Start of Extracted data

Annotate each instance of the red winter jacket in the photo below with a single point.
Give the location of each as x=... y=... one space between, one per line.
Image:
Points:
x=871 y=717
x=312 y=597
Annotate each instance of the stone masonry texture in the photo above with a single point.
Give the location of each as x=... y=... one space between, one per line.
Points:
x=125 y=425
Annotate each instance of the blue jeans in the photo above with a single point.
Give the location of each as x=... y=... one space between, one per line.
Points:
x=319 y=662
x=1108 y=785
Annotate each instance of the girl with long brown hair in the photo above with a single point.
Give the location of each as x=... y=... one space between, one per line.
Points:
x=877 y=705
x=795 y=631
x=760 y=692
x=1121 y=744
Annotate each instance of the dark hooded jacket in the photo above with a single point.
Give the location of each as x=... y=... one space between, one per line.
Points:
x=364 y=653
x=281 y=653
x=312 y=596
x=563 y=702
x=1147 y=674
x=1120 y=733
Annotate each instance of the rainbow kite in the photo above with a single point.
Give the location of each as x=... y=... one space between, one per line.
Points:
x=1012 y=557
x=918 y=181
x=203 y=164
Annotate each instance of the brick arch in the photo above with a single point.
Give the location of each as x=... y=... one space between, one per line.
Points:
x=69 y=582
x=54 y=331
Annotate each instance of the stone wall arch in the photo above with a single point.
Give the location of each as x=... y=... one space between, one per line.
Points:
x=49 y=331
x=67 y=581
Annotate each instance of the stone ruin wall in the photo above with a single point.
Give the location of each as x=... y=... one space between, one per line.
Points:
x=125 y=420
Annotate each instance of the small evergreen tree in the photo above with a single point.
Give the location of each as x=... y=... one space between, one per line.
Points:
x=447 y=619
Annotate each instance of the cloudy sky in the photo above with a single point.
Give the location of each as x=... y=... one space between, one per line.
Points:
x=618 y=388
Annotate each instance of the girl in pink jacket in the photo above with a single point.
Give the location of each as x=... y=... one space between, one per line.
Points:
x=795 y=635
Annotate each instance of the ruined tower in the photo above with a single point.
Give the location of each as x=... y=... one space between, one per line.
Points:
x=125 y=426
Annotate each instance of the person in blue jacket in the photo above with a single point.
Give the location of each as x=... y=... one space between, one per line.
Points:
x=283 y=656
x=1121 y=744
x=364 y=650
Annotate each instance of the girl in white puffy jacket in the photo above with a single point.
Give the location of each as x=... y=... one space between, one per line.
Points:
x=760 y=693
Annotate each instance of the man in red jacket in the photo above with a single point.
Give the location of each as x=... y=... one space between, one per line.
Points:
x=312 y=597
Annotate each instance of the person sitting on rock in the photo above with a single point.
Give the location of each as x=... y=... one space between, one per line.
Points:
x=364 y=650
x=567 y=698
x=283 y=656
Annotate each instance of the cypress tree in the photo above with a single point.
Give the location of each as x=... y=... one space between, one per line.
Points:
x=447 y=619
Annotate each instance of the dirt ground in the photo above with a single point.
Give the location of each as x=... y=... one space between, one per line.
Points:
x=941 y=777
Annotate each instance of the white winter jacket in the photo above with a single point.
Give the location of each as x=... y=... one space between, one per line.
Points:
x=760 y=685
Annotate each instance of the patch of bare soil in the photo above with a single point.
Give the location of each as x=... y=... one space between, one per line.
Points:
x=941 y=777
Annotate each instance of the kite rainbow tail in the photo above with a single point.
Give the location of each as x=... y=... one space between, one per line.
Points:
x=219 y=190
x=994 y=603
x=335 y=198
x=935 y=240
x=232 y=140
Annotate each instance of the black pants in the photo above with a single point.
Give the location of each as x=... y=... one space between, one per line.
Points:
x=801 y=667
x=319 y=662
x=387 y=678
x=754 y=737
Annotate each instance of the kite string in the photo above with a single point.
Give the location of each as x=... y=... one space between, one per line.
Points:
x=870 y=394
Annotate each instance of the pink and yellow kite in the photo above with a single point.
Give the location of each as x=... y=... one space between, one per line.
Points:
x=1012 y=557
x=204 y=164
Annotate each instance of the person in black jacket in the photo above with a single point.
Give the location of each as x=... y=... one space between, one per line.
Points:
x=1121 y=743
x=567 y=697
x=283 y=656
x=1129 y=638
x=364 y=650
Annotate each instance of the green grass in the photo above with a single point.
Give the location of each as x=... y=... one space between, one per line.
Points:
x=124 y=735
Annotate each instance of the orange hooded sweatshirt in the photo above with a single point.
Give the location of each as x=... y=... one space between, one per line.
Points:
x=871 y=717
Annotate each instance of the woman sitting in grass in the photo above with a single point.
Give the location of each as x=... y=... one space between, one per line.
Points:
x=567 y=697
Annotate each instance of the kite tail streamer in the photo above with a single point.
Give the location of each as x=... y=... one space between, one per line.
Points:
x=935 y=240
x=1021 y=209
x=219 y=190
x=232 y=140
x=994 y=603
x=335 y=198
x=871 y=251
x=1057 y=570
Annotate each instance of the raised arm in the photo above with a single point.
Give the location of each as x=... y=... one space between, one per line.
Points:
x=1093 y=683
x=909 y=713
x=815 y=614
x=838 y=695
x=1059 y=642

End of Extracted data

**Description of the task**.
Using the records above, count how many lines include the word "person", and reply only with that figure.

**Answer to the exercise**.
3